◆ Task prompt:
Each line from the opening of the records that follow to the line with "rough mask: <svg" needs to be written out exactly. Add nothing.

Data records
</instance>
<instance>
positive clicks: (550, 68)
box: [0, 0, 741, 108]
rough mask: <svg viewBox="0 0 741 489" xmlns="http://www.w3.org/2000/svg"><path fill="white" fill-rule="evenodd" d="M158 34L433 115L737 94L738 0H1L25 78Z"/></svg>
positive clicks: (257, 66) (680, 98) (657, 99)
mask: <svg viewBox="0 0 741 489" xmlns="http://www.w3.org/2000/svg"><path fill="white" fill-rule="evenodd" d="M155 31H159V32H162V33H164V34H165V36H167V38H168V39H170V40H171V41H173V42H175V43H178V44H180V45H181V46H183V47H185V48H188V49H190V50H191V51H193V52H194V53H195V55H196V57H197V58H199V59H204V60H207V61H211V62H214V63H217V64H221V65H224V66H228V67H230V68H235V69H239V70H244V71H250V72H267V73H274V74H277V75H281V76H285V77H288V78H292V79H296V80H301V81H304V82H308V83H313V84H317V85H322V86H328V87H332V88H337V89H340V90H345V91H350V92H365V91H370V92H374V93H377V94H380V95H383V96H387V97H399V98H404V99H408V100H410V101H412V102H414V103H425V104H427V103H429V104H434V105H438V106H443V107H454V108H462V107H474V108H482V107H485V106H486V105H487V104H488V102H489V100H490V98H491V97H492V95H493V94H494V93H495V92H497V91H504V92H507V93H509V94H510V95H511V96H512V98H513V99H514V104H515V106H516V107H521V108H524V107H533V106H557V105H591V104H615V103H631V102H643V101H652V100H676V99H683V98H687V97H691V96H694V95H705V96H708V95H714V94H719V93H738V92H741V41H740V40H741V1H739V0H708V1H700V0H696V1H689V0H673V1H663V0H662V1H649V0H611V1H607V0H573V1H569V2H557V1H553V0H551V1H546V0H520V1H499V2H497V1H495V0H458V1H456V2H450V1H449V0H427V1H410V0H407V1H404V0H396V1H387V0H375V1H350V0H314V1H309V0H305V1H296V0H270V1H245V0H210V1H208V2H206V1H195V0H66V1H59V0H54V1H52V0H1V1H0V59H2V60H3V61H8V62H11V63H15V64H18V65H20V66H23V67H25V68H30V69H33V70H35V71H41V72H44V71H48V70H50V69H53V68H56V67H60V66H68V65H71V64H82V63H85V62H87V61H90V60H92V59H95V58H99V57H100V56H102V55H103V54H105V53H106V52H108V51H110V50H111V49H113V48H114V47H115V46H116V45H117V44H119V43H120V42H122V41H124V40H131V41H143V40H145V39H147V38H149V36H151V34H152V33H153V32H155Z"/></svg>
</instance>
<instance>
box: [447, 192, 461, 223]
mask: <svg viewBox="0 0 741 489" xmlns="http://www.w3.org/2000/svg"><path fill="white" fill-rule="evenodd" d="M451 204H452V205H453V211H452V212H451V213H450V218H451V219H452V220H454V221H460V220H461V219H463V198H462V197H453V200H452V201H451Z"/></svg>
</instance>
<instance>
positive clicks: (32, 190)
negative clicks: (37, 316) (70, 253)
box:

◆ Response for this exercise:
</instance>
<instance>
positive clicks: (550, 68)
box: [0, 0, 741, 108]
rough mask: <svg viewBox="0 0 741 489" xmlns="http://www.w3.org/2000/svg"><path fill="white" fill-rule="evenodd" d="M158 34L433 115L737 94L738 0H1L25 78Z"/></svg>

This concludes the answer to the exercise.